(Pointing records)
──────
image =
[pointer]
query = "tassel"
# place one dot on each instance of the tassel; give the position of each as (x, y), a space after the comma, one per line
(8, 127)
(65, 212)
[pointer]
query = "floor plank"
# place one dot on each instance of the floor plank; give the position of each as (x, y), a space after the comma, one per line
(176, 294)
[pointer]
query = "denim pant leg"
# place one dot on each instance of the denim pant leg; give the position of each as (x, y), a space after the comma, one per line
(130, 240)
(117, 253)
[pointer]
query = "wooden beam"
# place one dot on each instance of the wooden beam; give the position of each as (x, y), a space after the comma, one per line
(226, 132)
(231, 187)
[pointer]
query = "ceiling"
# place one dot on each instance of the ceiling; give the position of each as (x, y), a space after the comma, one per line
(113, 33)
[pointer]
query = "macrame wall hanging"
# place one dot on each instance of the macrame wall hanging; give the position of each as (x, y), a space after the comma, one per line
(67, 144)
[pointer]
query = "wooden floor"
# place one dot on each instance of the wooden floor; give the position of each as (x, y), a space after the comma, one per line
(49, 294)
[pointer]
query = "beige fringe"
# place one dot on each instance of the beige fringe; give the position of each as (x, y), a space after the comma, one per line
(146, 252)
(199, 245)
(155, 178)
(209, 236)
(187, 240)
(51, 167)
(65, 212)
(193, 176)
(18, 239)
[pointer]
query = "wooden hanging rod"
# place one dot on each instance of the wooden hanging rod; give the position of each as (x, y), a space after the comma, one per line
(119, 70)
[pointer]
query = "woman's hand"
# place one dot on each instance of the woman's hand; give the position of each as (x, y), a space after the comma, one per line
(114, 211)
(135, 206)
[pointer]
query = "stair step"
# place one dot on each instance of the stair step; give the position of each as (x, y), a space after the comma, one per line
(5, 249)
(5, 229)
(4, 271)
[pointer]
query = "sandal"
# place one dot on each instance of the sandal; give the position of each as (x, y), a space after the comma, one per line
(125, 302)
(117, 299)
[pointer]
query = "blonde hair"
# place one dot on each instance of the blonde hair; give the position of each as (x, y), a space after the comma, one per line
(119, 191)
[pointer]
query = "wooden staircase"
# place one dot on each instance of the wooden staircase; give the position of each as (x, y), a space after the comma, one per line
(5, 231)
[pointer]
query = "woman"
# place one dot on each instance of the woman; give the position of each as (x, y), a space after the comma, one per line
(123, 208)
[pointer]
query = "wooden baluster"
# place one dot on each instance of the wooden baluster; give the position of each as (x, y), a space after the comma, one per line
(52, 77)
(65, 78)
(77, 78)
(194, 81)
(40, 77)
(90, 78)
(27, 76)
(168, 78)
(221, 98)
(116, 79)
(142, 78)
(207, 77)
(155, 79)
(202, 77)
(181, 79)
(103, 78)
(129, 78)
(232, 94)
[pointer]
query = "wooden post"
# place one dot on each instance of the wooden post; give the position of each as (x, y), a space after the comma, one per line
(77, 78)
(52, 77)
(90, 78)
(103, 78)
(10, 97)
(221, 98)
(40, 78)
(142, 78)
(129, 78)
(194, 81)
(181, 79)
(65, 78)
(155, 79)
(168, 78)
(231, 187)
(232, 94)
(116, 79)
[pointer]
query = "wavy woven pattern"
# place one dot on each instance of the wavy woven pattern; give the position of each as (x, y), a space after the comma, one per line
──────
> [Task directions] Copy down the material exactly as written.

> [Task response]
image =
[pointer]
query = "tassel"
# place one dot on each instance of the tassel; give the position of each as (x, y), a space after the comma, one per line
(8, 127)
(65, 212)
[pointer]
query = "floor plank"
# place one dot on each instance of the floor plank; give the position of each as (x, y), a space after the comma, one per line
(176, 294)
[pointer]
query = "denim pant leg"
# place one dot on each instance of the denim pant leg; give the position of each as (x, y), a space after the comma, one per line
(130, 240)
(117, 253)
[pointer]
query = "wooden beam"
# place one dot on each instance of the wooden beam; give the position of each as (x, y), a space after the comma, one per line
(226, 132)
(231, 187)
[pointer]
query = "ceiling"
# place one dot on each instance of the ceiling; give the position of each as (x, y), a space after the comma, one per line
(113, 33)
[pointer]
query = "macrame wall hanging"
# place one dot on each instance of the macrame wall hanging; give the position of each as (x, y), a space after the comma, one per line
(67, 144)
[pointer]
query = "wooden floor"
# place one dot on each instance of the wooden floor; give the position of each as (x, y), a space after the comma, one per line
(49, 294)
[pointer]
query = "beige fringe"
# place one dot on each instance of the beige fringe; give the position of each as (x, y), a space after the comma, one per line
(146, 252)
(199, 245)
(155, 178)
(209, 236)
(187, 240)
(51, 167)
(65, 212)
(193, 176)
(18, 239)
[pointer]
query = "wooden hanging rod"
# place one dot on each instance of the wooden hanging rod; give the position of each as (x, y), a space after the comma, one per line
(119, 70)
[pointer]
query = "woman's hand"
# place one dot on each instance of the woman's hand; give the position of each as (x, y), a space after the comma, one per line
(114, 211)
(135, 206)
[pointer]
query = "stair step"
# place one dot on each instance of the stair step; give the position of each as (x, y), a space after the comma, one per line
(5, 249)
(5, 229)
(4, 271)
[pointer]
query = "sandal"
# place one dot on each instance of the sandal; give the position of each as (x, y), a space after the comma, one per line
(125, 302)
(117, 299)
[pointer]
query = "blonde hair"
# place one dot on each instance of the blonde hair; give the position of each as (x, y), a space after the comma, one per line
(119, 191)
[pointer]
query = "wooden staircase"
# place one dot on each instance of the wooden staircase; give the position of each as (x, y), a space after the comma, one per line
(5, 231)
[pointer]
query = "woman"
# place one dot on each instance of the woman; give the position of each as (x, y), a space after the comma, one per line
(123, 208)
[pointer]
query = "wooden baluster"
# place one dot on each instance of the wooden baluster; give the position of each as (x, y), a space after the comma, one per line
(52, 77)
(65, 78)
(77, 78)
(194, 81)
(40, 77)
(90, 78)
(27, 76)
(168, 78)
(221, 98)
(116, 79)
(142, 78)
(207, 77)
(155, 79)
(202, 77)
(181, 79)
(103, 78)
(129, 78)
(232, 94)
[pointer]
query = "wooden post"
# place one dot on each instance of the wooden post; give the position of each as (x, y), a space after the comma, one per line
(77, 78)
(52, 77)
(90, 78)
(103, 78)
(10, 97)
(221, 98)
(40, 78)
(142, 78)
(129, 78)
(194, 81)
(181, 79)
(65, 78)
(155, 79)
(168, 78)
(231, 187)
(232, 94)
(116, 79)
[pointer]
query = "wavy woven pattern"
# place one dot on each instance of the wavy woven pattern; give the position of each as (x, y), a space after the comma, one per line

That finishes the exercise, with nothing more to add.